Which lines in the items below contain the word "window"? Return each such line, treating case as significant.

:: Dataset extract

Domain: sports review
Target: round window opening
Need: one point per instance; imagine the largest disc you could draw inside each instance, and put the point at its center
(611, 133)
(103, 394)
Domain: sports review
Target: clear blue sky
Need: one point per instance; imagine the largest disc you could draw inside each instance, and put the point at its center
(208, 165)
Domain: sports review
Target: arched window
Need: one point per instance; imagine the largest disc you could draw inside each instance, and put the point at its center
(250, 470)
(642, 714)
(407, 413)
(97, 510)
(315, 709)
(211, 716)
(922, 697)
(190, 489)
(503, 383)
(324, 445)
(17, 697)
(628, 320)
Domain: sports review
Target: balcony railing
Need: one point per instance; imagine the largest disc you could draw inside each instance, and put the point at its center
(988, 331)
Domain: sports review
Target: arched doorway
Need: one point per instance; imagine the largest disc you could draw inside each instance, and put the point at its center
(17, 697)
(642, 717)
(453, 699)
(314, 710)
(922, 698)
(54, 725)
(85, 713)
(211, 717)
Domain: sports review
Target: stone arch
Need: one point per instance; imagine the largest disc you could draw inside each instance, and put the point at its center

::::

(Written solution):
Target: round window opening
Target: arched window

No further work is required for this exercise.